#### Exercise brief
Reproduce every row below word for word, leaving out the pictures.

#### Provided data
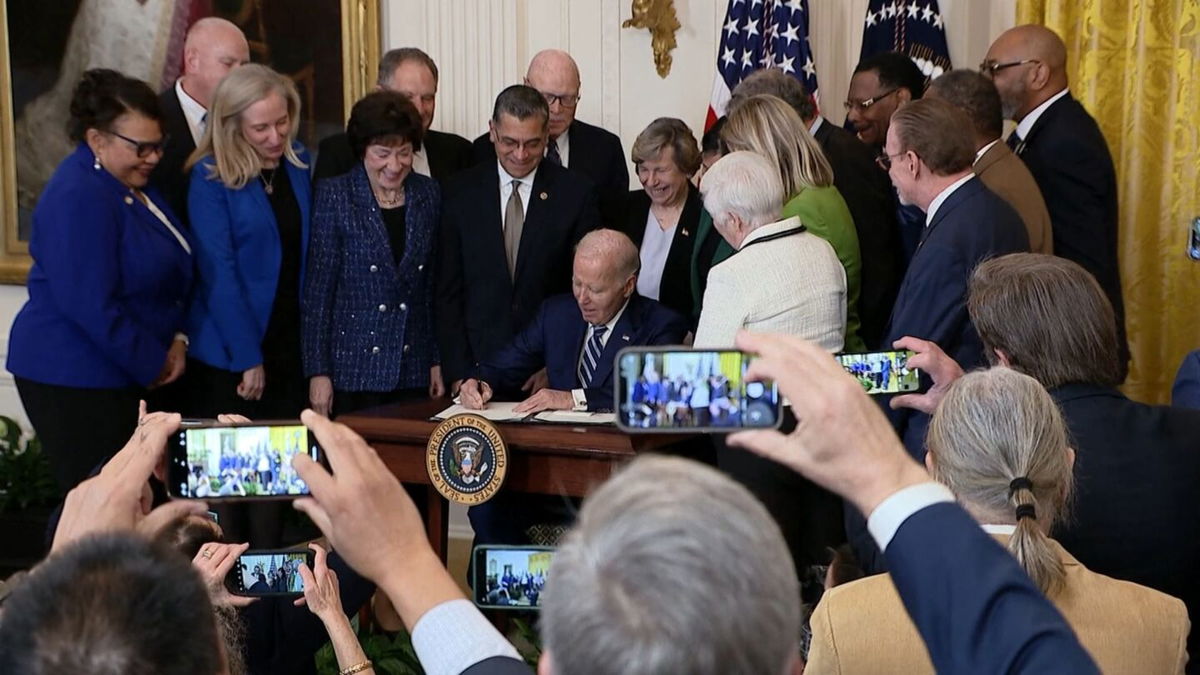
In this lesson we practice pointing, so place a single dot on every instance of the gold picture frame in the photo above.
(360, 55)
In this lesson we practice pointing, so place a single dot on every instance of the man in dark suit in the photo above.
(881, 84)
(412, 72)
(576, 339)
(867, 190)
(1066, 153)
(574, 144)
(508, 231)
(211, 49)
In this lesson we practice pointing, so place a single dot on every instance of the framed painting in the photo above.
(45, 47)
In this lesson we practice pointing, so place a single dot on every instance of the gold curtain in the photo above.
(1134, 66)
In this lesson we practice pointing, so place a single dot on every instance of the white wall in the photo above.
(481, 46)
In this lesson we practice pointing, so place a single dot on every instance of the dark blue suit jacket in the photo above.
(971, 226)
(555, 340)
(108, 287)
(479, 306)
(1069, 160)
(975, 607)
(1134, 512)
(369, 322)
(238, 257)
(1186, 392)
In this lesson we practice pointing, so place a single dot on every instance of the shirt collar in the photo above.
(943, 195)
(1027, 121)
(505, 179)
(984, 150)
(771, 228)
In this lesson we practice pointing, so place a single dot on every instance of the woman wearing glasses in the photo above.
(109, 284)
(249, 202)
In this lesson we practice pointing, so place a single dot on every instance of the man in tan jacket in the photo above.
(1000, 169)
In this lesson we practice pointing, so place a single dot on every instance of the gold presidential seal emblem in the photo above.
(466, 459)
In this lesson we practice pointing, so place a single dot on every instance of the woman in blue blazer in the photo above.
(249, 203)
(109, 284)
(369, 299)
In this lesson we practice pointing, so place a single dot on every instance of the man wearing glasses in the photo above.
(574, 144)
(1066, 153)
(881, 84)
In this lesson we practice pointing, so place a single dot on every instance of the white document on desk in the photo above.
(495, 411)
(573, 417)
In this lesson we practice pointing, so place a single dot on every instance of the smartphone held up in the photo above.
(214, 460)
(679, 390)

#### Task response
In this lesson we practice pointing, so place a single dot on every instance of the gold picture frame in the photo above.
(360, 55)
In this lesson we practice pointing, so place a single dot on every instance of the man in dark suit in the photo above.
(881, 84)
(412, 72)
(576, 339)
(867, 190)
(1066, 153)
(574, 144)
(508, 231)
(211, 49)
In this lesson we practice pointing, so place a single dot on every instance of the framed painting in the photo above.
(45, 47)
In this lesson we practice pointing, so place a single dot on every instance of the gold curtain in the photo above.
(1134, 66)
In this lesson we practice pointing, so place a single dot on every instance of the white wall in the photo above.
(481, 46)
In this lesson we practice pointing, so place a single dot on every instance of the dark blue suit jacket in the photo above.
(971, 226)
(555, 340)
(108, 287)
(479, 306)
(1069, 160)
(975, 607)
(1134, 512)
(369, 322)
(238, 257)
(1186, 392)
In this lesson we practice pointing, so place a single dot on every instance of the shirt collar in the photo above.
(943, 195)
(1027, 121)
(505, 179)
(984, 150)
(771, 228)
In this lesson we practice pointing, so place a single dot on every instance of the woman wearing glasses in the photo above.
(109, 284)
(249, 202)
In this lesson we practice pointing, so place a single dot on every instance of the man in tan jacket in the photo above.
(1000, 169)
In this lesson we practice pointing, so place a single dot on every instance of the gold presidential seal emblem in the photo above.
(466, 459)
In this lesson we practice pointing, so place a single dot on every instance of the woman in blue blazer in the photo above.
(249, 203)
(109, 284)
(369, 299)
In this lesson we practice pointing, so place a single dot on every instance of the man wearing glasses in the photo above.
(574, 144)
(1066, 153)
(881, 84)
In this lesson we practice pointing, so place a single dot on every instance of the white document on desk in the photo above.
(495, 411)
(573, 417)
In this lesson we practice pointing, so place a single dot on every instance of the smartphone held up in the photo above.
(214, 460)
(679, 390)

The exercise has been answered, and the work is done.